───── MATERIAL PROVIDED ─────

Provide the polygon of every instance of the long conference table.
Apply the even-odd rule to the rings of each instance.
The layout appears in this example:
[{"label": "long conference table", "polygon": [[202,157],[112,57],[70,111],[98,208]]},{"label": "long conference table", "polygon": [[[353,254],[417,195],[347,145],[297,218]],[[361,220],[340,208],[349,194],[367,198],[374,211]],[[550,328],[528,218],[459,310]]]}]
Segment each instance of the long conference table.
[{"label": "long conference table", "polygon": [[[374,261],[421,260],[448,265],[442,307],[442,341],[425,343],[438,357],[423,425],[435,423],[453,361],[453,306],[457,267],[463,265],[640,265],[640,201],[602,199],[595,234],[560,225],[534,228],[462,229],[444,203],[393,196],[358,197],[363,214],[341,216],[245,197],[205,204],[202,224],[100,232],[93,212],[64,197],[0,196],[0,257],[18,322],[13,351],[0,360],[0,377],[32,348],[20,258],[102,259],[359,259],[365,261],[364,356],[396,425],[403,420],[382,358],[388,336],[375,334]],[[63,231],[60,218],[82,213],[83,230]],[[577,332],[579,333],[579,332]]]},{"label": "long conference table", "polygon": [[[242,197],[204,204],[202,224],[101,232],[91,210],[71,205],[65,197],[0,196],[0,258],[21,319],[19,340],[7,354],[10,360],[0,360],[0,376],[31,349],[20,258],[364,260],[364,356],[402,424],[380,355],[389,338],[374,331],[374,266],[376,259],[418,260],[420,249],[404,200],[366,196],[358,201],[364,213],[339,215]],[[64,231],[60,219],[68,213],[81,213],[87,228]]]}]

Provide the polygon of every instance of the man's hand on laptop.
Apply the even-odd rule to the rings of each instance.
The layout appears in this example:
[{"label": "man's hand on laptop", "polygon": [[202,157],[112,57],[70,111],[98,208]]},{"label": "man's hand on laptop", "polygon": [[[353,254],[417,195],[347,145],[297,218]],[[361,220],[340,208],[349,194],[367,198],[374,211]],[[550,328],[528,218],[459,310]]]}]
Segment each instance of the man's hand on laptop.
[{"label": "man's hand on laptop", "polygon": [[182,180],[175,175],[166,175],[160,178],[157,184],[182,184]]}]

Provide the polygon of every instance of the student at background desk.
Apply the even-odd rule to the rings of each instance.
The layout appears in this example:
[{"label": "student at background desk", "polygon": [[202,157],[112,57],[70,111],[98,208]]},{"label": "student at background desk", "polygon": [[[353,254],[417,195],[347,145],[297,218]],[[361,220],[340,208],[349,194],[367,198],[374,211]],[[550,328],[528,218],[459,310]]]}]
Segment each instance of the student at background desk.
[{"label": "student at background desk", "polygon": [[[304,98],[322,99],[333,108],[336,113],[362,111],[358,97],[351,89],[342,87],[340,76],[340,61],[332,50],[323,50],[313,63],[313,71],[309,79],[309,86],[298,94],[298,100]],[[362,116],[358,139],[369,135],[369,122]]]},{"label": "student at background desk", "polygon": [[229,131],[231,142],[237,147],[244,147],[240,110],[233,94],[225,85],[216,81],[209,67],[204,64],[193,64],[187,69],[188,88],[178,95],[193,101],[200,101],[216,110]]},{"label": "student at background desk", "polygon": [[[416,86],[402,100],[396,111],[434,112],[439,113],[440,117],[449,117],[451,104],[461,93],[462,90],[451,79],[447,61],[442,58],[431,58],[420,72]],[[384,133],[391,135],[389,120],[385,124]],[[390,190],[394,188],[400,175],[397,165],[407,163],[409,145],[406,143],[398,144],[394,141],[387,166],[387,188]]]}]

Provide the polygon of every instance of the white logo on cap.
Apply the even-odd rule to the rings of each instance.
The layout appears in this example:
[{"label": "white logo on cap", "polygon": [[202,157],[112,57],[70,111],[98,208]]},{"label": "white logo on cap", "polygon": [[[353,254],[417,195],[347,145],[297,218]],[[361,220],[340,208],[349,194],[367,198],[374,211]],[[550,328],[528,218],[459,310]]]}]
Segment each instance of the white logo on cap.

─────

§ **PROBLEM**
Retype each line above with no alterations.

§ **RESULT**
Provide the polygon of every instance of the long conference table.
Apply the even-odd rule to the rings of each instance.
The layout appears in this example:
[{"label": "long conference table", "polygon": [[202,157],[112,57],[70,111],[98,208]]},{"label": "long conference table", "polygon": [[[353,254],[417,195],[347,145],[297,218]],[[361,220],[340,208],[349,194],[367,198],[374,211]],[[550,328],[528,218],[459,310]]]}]
Segment each instance of the long conference table.
[{"label": "long conference table", "polygon": [[[374,261],[421,260],[448,265],[442,307],[442,341],[425,343],[438,357],[423,425],[435,423],[453,361],[453,306],[457,267],[463,265],[640,265],[640,201],[602,199],[595,234],[560,225],[534,228],[462,229],[444,203],[393,196],[358,197],[363,214],[341,216],[245,197],[205,204],[202,224],[100,232],[93,212],[64,197],[0,196],[0,257],[18,322],[13,351],[0,360],[0,377],[32,348],[20,258],[102,259],[359,259],[365,261],[364,356],[396,425],[403,420],[382,358],[388,336],[375,334]],[[63,231],[60,218],[82,213],[83,230]],[[577,332],[579,333],[579,332]]]},{"label": "long conference table", "polygon": [[[242,197],[204,204],[202,224],[101,232],[91,210],[71,205],[65,197],[0,196],[0,258],[21,319],[19,340],[7,354],[10,360],[0,360],[0,376],[31,349],[20,258],[364,260],[364,356],[402,424],[380,355],[389,338],[374,331],[374,266],[376,259],[418,260],[420,249],[404,200],[366,196],[358,201],[364,213],[339,215]],[[64,231],[60,219],[68,213],[81,213],[87,228]]]}]

Provide the polygon of every instance of the man's hand on laptop.
Apply the even-odd rule to the rings of each instance.
The layout appears in this example:
[{"label": "man's hand on laptop", "polygon": [[202,157],[112,57],[70,111],[98,208]]},{"label": "man's hand on laptop", "polygon": [[[353,254],[417,195],[347,145],[297,218]],[[361,220],[340,208],[349,194],[367,198],[374,211]],[[550,328],[528,218],[459,310]]]}]
Segment each instance of the man's hand on laptop.
[{"label": "man's hand on laptop", "polygon": [[182,180],[175,175],[166,175],[160,178],[157,184],[182,184]]}]

Provide the polygon of every instance of the student at background desk.
Apply the even-odd rule to the rings of each instance.
The layout appears in this example:
[{"label": "student at background desk", "polygon": [[202,157],[112,57],[70,111],[98,208]]},{"label": "student at background desk", "polygon": [[[353,254],[417,195],[347,145],[297,218]],[[361,220],[340,208],[349,194],[367,198],[374,211]],[[550,328],[528,218],[459,310]]]}]
Segment each instance of the student at background desk.
[{"label": "student at background desk", "polygon": [[[304,98],[322,99],[333,108],[336,113],[362,111],[358,97],[351,89],[342,87],[340,76],[340,61],[332,50],[323,50],[313,63],[313,71],[309,79],[309,86],[298,94],[298,100]],[[362,116],[358,139],[369,135],[369,122]]]},{"label": "student at background desk", "polygon": [[229,131],[231,142],[237,147],[244,147],[240,110],[233,94],[225,85],[216,81],[209,67],[204,64],[193,64],[187,69],[188,88],[178,95],[193,101],[200,101],[216,110]]},{"label": "student at background desk", "polygon": [[[416,86],[402,100],[396,111],[434,112],[439,113],[440,117],[449,117],[451,104],[461,93],[462,90],[451,79],[447,61],[442,58],[431,58],[420,72]],[[384,133],[391,135],[389,120],[385,124]],[[390,190],[394,188],[400,175],[397,165],[407,163],[409,145],[406,143],[398,144],[394,141],[387,166],[387,188]]]}]

Provide the polygon of every instance of the white logo on cap.
Apply the even-odd rule to the rings of each instance.
The layout appears in this example:
[{"label": "white logo on cap", "polygon": [[202,157],[112,57],[70,111],[98,208]]},{"label": "white logo on cap", "polygon": [[[353,254],[417,195],[347,145],[297,218]],[[361,220],[340,208],[349,194],[367,198],[374,211]],[[550,328],[528,218],[459,310]]]}]
Segment each instance of the white logo on cap.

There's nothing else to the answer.